In 2009, the standards group JEDEC published JESD209-2, which defined a more dramatically revised low-power DDR interface.
It is not compatible with either DDR1 or DDR2 SDRAM, but can accommodate any one of:

- LPDDR2-S2: 2n prefetch memory (like DDR1),
- LPDDR2-S4: 4n prefetch memory (like DDR2), or
- LPDDR2-N: Non-volatile (NAND flash) memory.

Low-power states are similar to basic LPDDR, with some additional partial array refresh options.

Timing parameters are specified for LPDDR-200 to LPDDR-1066 (clock frequencies of 100 to 533 MHz).

☆ ☆ ☆

▶ AIM A: Retype the stretch of the LPDDR2 passage from "It is not compatible" through "to 533 MHz).".
▶ AIM B: According to the LPDDR2 passage, why is LPDDR2-S2 likened to DDR1, and LPDDR2-S4 likened to DDR2?

☆ ☆ ☆

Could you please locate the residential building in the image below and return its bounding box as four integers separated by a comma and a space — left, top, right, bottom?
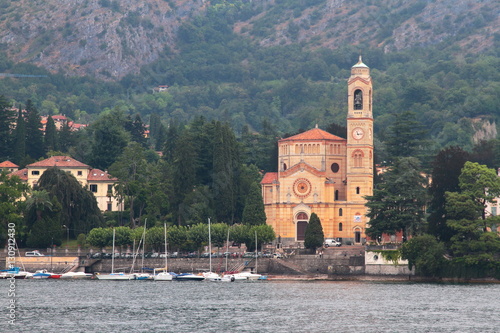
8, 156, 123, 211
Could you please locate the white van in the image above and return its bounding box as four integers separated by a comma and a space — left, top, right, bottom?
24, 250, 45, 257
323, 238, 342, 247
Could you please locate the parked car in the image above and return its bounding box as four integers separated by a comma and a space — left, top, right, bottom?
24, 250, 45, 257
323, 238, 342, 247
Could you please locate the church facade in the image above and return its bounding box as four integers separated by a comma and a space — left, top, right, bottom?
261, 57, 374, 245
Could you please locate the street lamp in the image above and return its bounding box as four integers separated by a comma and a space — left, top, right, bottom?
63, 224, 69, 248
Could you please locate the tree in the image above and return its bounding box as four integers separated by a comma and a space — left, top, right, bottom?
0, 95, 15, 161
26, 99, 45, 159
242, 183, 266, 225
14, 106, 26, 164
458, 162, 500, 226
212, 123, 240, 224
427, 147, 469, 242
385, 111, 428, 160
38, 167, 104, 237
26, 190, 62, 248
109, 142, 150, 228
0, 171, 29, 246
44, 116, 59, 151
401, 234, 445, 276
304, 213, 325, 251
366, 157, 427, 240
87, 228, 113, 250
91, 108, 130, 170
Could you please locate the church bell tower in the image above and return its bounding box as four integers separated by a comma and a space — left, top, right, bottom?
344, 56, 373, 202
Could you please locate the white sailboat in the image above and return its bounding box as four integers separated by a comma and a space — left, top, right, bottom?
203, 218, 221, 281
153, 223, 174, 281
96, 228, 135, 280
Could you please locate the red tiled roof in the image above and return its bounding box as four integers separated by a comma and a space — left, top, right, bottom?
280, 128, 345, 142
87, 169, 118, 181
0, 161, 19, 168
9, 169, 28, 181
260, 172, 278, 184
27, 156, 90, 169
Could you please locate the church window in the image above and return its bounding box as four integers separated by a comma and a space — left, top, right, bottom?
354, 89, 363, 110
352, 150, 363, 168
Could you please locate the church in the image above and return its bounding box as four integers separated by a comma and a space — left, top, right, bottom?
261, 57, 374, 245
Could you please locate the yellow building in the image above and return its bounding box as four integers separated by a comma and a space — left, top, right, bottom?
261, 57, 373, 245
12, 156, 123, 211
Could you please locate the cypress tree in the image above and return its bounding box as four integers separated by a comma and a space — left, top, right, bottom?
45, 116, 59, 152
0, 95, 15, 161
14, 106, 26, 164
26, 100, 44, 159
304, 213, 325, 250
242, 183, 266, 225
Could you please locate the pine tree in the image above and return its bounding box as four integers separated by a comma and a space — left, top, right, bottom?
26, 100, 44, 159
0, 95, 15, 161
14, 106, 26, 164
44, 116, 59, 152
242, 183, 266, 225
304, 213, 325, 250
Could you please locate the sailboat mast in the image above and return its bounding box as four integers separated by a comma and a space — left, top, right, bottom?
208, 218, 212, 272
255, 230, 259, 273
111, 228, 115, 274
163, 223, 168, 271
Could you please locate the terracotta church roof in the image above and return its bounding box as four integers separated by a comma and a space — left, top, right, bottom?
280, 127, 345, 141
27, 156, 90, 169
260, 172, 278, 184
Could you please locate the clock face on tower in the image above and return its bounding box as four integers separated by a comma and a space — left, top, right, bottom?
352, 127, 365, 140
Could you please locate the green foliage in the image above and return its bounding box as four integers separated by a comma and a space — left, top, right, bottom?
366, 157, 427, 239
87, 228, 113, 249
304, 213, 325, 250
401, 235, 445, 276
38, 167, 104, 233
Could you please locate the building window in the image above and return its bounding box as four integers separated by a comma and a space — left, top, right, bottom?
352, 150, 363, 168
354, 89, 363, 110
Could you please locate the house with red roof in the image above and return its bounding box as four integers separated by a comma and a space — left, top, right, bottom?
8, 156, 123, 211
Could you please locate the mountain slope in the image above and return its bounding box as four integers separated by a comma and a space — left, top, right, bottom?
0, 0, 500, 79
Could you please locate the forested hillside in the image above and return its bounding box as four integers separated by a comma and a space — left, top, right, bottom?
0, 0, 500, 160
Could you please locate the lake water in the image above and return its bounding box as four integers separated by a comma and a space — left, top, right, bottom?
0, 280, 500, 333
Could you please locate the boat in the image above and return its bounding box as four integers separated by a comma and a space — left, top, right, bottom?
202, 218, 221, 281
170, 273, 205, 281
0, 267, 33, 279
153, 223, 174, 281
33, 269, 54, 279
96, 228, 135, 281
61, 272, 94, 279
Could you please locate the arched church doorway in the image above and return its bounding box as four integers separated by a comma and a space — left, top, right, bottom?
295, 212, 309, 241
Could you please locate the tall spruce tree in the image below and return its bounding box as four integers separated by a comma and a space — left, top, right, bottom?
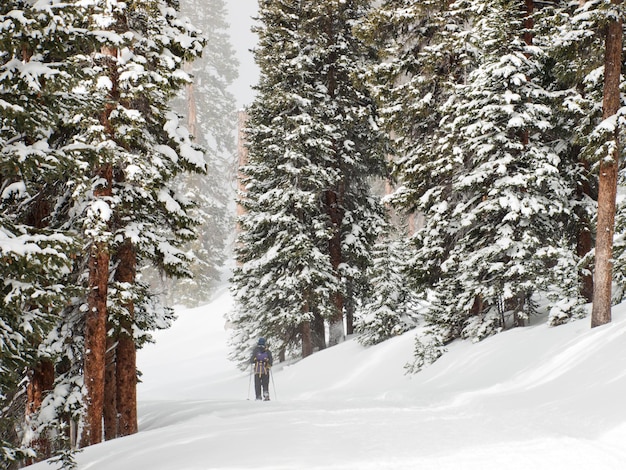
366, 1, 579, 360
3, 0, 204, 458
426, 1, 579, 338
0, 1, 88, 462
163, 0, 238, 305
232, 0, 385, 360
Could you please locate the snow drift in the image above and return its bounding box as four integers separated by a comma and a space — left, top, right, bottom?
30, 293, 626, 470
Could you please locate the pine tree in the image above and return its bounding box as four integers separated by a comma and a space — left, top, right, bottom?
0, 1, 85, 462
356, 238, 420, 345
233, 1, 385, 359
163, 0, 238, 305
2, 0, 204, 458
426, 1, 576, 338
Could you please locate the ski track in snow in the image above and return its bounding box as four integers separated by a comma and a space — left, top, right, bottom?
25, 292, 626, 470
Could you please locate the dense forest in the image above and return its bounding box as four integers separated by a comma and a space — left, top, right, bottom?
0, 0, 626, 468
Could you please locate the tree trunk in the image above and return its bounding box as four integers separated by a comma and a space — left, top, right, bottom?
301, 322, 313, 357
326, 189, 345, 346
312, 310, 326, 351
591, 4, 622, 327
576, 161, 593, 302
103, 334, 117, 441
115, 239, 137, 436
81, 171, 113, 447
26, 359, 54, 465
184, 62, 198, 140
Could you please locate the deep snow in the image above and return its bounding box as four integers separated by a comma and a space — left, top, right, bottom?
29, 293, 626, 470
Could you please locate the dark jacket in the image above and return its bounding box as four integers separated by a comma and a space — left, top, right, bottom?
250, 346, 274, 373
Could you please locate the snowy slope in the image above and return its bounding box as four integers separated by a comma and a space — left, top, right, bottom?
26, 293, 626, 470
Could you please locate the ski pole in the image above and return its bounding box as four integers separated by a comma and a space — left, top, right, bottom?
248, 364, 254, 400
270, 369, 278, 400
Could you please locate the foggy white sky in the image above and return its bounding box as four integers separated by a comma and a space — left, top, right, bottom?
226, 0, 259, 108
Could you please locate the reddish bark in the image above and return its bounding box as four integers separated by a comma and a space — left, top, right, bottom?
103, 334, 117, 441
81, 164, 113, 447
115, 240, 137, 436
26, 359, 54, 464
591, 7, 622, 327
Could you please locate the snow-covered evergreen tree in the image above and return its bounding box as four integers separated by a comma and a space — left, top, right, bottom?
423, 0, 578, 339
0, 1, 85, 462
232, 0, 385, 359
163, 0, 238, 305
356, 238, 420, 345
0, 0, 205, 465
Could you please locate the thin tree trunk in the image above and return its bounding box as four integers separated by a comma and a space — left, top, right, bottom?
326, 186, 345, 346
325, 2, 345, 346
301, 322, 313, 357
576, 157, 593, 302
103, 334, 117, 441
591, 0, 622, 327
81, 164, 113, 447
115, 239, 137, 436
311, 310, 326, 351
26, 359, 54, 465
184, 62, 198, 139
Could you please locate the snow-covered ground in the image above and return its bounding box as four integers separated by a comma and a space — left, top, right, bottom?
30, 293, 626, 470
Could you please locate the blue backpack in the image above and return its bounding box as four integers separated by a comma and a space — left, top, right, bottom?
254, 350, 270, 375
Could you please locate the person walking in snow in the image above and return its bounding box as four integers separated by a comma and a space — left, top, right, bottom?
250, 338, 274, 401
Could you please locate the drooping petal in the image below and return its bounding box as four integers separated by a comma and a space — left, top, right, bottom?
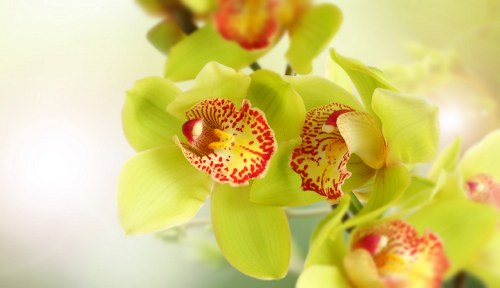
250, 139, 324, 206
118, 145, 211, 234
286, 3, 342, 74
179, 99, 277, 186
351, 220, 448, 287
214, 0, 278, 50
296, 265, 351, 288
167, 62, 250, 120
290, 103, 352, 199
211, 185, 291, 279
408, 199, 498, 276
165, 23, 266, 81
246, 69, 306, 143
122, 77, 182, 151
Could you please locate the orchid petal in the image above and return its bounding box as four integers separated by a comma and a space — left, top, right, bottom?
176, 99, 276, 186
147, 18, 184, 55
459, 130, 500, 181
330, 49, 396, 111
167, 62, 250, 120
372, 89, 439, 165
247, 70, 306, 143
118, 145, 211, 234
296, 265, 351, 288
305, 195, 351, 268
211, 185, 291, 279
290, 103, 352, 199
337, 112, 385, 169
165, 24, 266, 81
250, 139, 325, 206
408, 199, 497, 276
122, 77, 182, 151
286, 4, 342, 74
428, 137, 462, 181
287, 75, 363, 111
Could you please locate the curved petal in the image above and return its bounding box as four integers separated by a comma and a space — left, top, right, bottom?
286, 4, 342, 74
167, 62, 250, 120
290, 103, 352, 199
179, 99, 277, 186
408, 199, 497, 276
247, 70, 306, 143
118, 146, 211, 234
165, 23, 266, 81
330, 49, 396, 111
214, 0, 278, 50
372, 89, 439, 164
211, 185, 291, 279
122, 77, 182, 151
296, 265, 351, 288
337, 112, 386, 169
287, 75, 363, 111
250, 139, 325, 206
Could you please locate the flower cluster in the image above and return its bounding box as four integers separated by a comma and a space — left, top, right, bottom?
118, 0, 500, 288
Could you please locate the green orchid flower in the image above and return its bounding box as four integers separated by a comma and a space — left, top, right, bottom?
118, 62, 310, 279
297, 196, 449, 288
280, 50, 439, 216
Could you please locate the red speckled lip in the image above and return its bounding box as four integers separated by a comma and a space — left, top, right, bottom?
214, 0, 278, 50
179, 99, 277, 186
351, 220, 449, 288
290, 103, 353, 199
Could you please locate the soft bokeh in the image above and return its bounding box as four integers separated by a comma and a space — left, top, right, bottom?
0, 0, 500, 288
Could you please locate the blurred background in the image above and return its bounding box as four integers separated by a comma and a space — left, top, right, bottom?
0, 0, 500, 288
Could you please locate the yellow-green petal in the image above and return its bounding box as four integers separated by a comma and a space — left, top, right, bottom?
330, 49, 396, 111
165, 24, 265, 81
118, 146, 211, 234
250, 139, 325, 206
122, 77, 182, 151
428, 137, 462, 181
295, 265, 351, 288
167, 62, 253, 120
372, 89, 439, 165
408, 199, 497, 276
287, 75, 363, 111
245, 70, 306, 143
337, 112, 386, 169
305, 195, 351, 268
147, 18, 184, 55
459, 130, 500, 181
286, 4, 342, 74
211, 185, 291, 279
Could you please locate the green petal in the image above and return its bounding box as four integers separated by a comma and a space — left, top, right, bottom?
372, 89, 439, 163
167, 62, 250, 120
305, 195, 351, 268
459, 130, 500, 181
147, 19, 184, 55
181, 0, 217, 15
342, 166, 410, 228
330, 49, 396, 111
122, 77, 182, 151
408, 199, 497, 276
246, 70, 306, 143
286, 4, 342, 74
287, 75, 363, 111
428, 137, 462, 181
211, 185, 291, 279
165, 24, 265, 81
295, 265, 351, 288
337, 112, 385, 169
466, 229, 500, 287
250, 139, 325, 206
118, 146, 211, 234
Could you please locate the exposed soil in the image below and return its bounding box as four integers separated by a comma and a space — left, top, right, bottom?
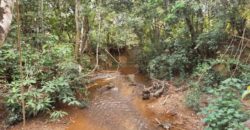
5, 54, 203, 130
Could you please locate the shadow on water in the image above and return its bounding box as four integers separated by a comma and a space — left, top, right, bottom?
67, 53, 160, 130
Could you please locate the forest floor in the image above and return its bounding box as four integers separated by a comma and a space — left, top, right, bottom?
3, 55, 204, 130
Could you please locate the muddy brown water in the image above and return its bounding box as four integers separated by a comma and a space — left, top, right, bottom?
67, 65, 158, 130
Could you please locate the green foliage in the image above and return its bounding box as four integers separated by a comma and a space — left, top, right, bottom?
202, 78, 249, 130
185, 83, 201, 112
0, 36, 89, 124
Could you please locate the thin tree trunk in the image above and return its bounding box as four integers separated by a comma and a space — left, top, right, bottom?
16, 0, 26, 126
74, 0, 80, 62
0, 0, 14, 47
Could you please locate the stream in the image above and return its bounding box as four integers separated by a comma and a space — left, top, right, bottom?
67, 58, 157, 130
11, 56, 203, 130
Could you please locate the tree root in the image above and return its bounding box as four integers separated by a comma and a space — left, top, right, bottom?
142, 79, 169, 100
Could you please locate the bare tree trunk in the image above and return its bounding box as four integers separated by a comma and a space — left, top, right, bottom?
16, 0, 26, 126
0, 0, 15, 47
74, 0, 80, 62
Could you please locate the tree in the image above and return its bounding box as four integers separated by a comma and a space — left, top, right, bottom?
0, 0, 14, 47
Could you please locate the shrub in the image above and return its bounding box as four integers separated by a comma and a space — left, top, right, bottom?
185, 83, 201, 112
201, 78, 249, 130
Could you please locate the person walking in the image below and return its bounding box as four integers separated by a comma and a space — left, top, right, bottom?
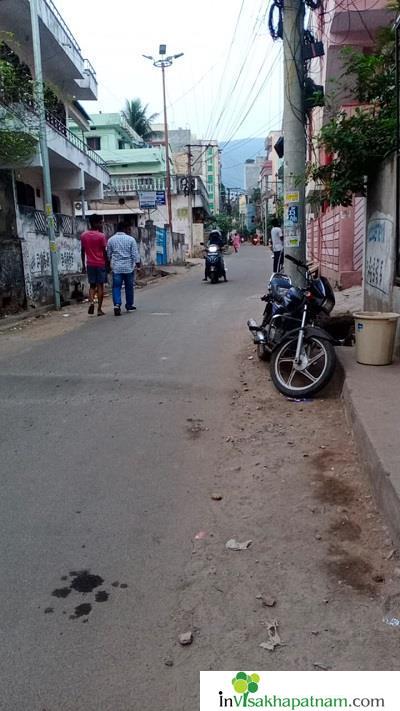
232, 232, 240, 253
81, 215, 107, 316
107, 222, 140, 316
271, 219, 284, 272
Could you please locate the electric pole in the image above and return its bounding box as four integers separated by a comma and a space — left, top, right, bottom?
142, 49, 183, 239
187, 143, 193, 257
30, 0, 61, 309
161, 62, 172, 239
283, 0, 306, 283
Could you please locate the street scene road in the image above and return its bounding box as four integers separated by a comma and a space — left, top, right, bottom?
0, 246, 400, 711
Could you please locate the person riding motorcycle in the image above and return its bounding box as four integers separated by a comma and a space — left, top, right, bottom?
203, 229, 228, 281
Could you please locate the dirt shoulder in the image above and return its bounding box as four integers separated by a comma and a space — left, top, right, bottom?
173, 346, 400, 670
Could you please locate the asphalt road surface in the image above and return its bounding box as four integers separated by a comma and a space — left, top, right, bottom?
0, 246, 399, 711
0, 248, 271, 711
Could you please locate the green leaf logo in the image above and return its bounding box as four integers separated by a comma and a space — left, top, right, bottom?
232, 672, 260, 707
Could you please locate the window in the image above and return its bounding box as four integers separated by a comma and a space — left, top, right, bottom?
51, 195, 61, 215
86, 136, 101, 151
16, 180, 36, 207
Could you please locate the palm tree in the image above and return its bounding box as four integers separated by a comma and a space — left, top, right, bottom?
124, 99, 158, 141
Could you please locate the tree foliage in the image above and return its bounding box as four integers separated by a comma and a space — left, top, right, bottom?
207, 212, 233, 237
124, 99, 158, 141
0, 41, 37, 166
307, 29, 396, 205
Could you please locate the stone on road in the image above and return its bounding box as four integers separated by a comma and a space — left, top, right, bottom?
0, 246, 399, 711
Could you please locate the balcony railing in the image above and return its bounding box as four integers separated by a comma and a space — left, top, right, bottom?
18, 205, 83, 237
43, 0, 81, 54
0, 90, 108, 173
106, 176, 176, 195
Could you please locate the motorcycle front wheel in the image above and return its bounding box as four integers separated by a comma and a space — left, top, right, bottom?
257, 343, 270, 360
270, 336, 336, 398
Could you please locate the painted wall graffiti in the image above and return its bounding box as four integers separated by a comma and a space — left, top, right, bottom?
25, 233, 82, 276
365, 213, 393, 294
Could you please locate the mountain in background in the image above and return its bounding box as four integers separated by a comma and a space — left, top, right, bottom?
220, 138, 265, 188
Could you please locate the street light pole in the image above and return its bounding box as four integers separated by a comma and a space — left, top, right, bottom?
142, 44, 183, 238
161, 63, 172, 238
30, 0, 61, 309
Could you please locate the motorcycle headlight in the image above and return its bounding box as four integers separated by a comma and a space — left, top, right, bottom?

☆ ☆ ☆

▶ ANSWER A:
It is not compatible with either DDR1 or DDR2 SDRAM, but can accommodate any one of:

- LPDDR2-S2: 2n prefetch memory (like DDR1),
- LPDDR2-S4: 4n prefetch memory (like DDR2), or
- LPDDR2-N: Non-volatile (NAND flash) memory.

Low-power states are similar to basic LPDDR, with some additional partial array refresh options.

Timing parameters are specified for LPDDR-200 to LPDDR-1066 (clock frequencies of 100 to 533 MHz).

▶ ANSWER B: LPDDR2-S2 is 2n prefetch memory, as DDR1 is. LPDDR2-S4 is 4n prefetch memory, as DDR2 is.